Exercise prompt → Render every line of the listing below as a JSON array of strings, one string per line, with blank lines skipped and the picture left out.

----

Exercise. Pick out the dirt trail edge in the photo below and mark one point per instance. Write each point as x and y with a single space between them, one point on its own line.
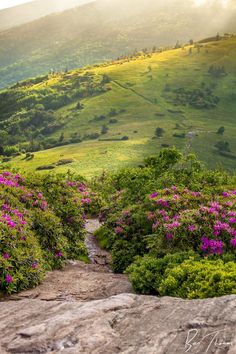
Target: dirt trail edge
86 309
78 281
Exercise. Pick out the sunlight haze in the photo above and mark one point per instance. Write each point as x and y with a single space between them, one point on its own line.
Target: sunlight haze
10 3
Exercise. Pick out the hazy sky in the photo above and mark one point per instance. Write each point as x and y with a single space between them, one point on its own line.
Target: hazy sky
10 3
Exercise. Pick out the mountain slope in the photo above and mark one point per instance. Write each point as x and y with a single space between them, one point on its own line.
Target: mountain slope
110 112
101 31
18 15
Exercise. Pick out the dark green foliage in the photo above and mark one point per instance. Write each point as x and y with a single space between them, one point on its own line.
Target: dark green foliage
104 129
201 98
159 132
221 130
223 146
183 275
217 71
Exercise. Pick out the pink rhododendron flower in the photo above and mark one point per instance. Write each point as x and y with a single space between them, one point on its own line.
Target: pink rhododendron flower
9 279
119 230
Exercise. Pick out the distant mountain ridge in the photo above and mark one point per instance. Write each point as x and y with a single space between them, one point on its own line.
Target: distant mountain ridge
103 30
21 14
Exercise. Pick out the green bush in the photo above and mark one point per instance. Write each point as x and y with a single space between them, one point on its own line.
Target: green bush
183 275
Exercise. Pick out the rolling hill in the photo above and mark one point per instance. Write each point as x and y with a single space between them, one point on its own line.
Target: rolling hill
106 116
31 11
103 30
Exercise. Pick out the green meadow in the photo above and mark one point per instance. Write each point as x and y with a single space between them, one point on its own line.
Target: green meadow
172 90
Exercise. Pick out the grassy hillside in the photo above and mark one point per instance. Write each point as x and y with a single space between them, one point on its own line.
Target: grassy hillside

----

Response for this exercise →
[
  "Exercise. Pick out the dirt trail edge in the photo below and mark one point per instance. Write each point as x and y with a single space between them, one point on its own line.",
  "Target: dirt trail edge",
  "86 309",
  "78 281",
  "Exercise. Pick out the sunlight haze in the photo above and mark one point per instance. Write each point as x and y with a single space between them, one point on its own line.",
  "Target: sunlight haze",
  "10 3",
  "Exercise. Pick out the hazy sky in the photo above and mark one point per instance. Write each point as x and y with a single space between them, one point on its own line.",
  "Target: hazy sky",
  "10 3",
  "Exercise. Pick out the mountain slope in the photo above and mark one point per instance. Write each point as x and y with a single space between them, one point on its own line.",
  "Target: mountain slope",
  "110 112",
  "101 31",
  "18 15",
  "Exercise. Pick out the dark green foliage in the photo above and mark one point per instance. Write each point as x and y with a single space between them, one point on its own line.",
  "Target: dark green foliage",
  "104 129",
  "201 98",
  "159 132",
  "221 130",
  "223 146",
  "183 275",
  "217 71",
  "Exercise. Pick out the pink rhododendron flower in the photo above and mark one point per instance. Write each point as x and y with a single space between them, one point on its own line.",
  "Target: pink rhododendron flower",
  "9 279",
  "119 230",
  "Exercise. Pick out the distant mountain ridge in the photo above and mark one point per instance. Write each point as x and y with a single space between them, one point on its own line.",
  "Target: distant mountain ridge",
  "103 30",
  "21 14",
  "Exercise. Pick out the green bush in the photo above and mark one point per instance. Write each point as x and y with a single space between them, one point on its own line.",
  "Target: green bush",
  "183 275",
  "Exercise. Pick out the rolling hill in the photo above and mark one point per instance. Write each point as x and y with a single space between them, one point on its own line.",
  "Target: rolling hill",
  "106 116",
  "31 11",
  "103 30",
  "Exercise. Pick out the green meadow in the photo above and mark one point per instance. Write each point as x and y with a single space between them, one point on its own line.",
  "Target: green meadow",
  "172 90",
  "Exercise. Pick out the grassy hillside in the photo above and mark one point per instance. Write each point as x and y with a single space between them, one point on its own line.",
  "Target: grassy hillside"
]